[START Input data]

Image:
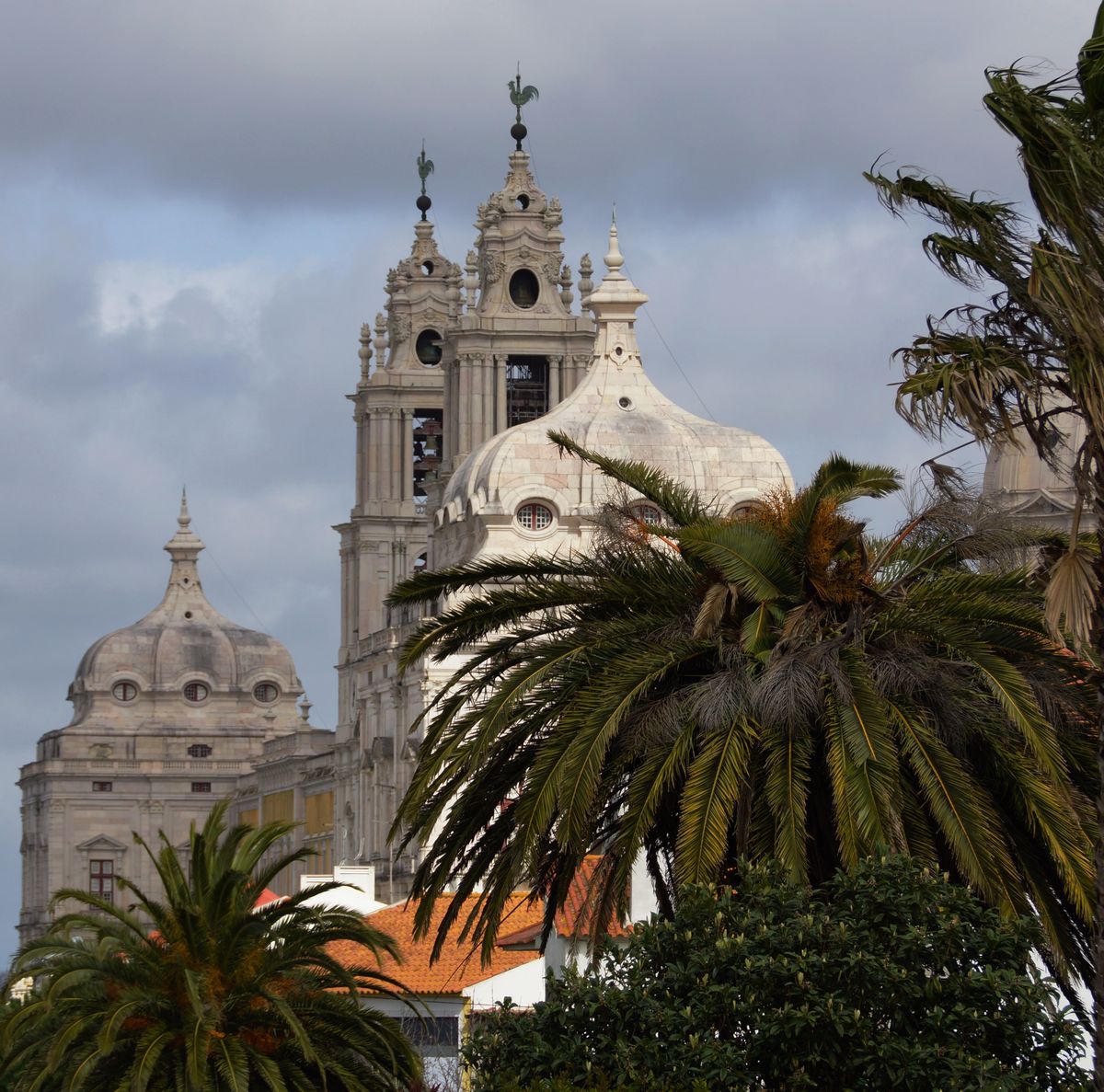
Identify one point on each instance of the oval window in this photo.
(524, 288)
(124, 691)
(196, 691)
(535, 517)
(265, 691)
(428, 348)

[END Input data]
[START Input data]

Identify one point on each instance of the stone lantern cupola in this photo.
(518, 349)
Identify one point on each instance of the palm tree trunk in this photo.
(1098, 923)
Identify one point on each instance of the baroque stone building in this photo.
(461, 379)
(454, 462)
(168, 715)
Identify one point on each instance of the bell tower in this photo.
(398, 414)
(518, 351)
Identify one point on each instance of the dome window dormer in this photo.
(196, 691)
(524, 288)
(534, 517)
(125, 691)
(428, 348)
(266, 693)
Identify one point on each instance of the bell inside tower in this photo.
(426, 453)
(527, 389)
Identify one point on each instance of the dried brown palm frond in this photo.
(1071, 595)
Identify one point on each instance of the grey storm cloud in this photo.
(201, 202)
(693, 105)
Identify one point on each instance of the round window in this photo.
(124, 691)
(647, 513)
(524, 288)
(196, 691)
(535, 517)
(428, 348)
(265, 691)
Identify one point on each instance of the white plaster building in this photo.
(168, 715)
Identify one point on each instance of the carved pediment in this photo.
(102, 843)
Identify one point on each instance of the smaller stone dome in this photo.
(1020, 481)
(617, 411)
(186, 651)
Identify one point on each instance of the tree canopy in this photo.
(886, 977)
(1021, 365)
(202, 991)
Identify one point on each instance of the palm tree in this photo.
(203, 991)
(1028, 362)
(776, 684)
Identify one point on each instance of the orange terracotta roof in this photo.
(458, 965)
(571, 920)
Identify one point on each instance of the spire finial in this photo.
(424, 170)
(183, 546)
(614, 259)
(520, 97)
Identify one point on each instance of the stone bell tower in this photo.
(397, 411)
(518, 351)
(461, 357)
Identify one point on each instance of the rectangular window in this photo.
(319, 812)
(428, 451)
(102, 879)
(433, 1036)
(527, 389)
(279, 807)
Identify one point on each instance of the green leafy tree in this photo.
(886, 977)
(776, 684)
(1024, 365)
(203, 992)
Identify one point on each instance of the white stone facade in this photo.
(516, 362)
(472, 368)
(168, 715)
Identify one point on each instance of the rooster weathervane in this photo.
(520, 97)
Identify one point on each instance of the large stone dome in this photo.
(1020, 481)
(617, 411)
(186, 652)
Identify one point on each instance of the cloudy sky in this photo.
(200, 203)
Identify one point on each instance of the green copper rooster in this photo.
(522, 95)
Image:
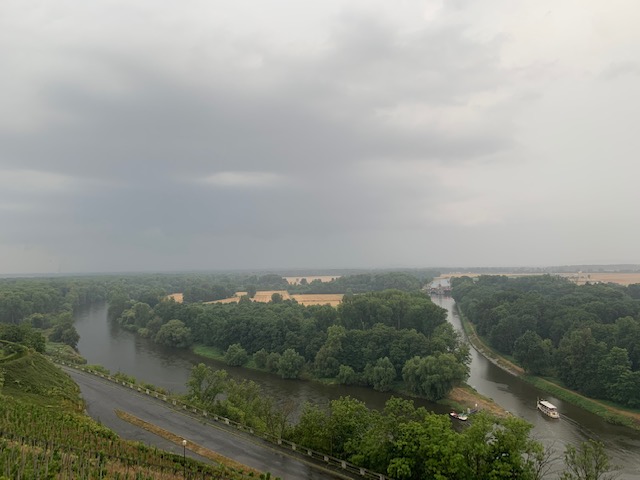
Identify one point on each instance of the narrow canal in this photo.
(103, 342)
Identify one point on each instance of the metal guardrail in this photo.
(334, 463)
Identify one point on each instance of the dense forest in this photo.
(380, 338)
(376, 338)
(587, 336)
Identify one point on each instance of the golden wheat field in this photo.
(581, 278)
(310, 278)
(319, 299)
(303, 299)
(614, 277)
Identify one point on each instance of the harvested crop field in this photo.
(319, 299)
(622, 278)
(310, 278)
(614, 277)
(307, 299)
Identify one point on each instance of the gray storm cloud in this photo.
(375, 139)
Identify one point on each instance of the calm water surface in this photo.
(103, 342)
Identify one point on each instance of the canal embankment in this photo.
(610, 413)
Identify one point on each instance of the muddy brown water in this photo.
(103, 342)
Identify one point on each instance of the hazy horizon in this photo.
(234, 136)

[END Input data]
[START Input data]

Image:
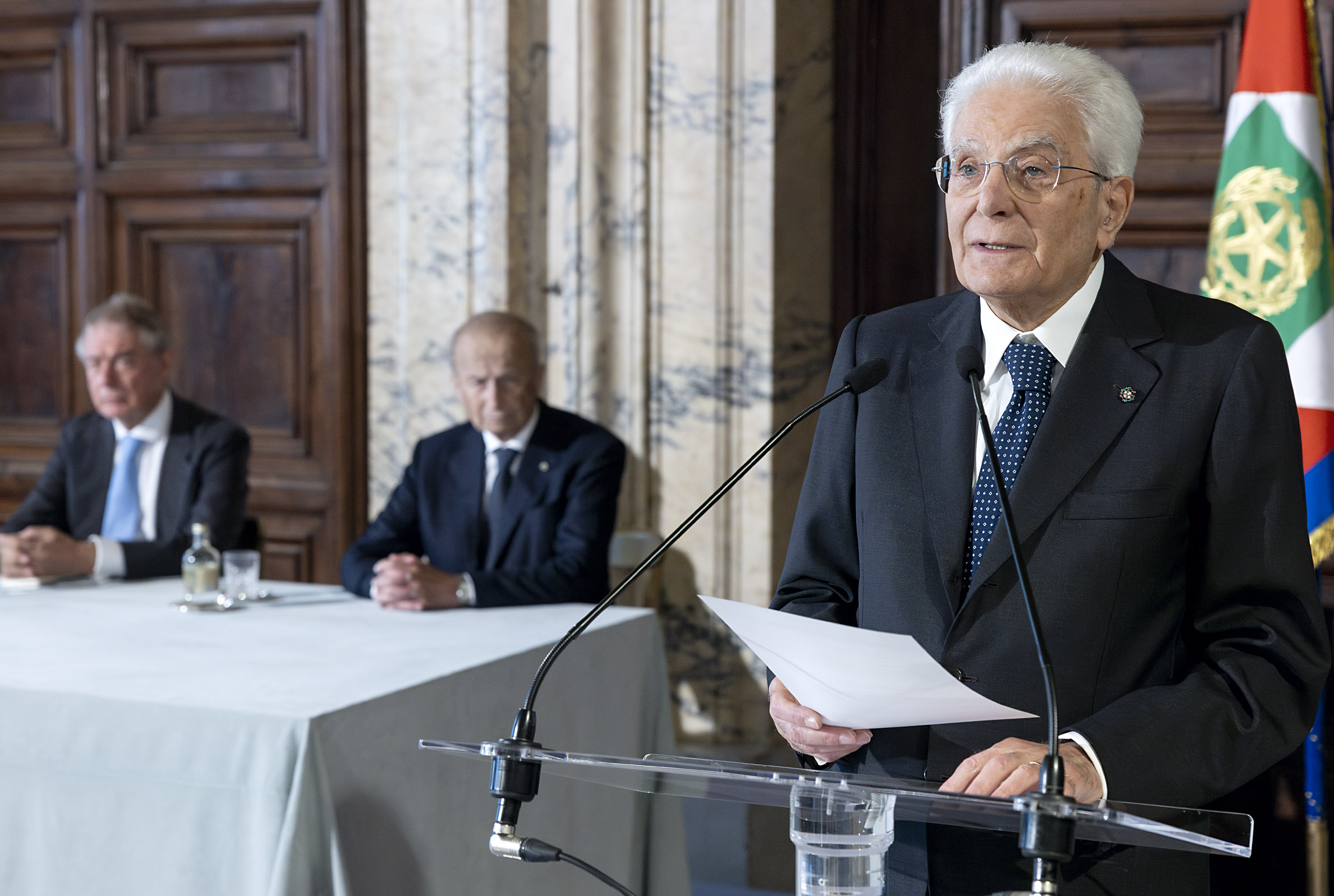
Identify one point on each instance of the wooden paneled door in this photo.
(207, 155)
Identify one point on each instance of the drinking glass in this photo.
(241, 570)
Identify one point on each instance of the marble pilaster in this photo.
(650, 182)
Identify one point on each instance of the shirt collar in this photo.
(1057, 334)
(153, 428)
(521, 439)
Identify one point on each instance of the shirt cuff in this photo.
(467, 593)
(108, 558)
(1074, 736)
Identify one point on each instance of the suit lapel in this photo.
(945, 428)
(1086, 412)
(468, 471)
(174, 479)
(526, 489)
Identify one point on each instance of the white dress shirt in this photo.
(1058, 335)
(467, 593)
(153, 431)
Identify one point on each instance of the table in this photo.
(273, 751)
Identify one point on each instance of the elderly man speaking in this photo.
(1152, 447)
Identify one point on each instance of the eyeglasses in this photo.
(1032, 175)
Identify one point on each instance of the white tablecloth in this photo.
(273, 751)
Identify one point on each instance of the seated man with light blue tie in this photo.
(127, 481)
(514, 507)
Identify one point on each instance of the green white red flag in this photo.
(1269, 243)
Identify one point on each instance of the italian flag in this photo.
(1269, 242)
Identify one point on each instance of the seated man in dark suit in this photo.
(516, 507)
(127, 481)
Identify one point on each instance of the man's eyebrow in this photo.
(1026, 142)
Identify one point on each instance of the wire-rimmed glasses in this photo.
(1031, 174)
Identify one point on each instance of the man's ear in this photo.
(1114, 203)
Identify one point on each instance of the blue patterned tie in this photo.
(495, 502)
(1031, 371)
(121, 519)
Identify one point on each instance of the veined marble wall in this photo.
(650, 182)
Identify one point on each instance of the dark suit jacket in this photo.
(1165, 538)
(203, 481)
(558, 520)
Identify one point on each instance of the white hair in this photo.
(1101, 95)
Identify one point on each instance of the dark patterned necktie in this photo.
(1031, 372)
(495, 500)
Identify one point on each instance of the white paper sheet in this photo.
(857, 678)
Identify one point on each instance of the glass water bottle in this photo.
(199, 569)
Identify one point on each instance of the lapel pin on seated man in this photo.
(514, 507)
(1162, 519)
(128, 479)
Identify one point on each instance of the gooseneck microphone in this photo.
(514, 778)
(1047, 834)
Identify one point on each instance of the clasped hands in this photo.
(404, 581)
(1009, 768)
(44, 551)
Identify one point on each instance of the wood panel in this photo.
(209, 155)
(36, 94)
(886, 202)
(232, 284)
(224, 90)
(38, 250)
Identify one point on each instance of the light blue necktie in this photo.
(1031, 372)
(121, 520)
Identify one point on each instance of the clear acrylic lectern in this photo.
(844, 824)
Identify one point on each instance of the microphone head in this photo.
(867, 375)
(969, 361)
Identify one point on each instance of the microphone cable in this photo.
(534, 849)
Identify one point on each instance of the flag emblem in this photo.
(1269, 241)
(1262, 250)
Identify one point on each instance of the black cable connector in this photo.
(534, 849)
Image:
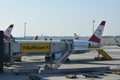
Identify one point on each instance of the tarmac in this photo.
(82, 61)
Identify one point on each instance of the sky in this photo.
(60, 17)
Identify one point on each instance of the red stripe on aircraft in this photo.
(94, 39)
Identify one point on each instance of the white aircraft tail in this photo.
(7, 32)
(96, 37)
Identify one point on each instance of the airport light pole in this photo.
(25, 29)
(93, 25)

[END Input data]

# Requirements:
Tally the lines in the entries above that contain the string "field", treating uppercase and lowercase as different. Reply with the number only.

# Exercise response:
2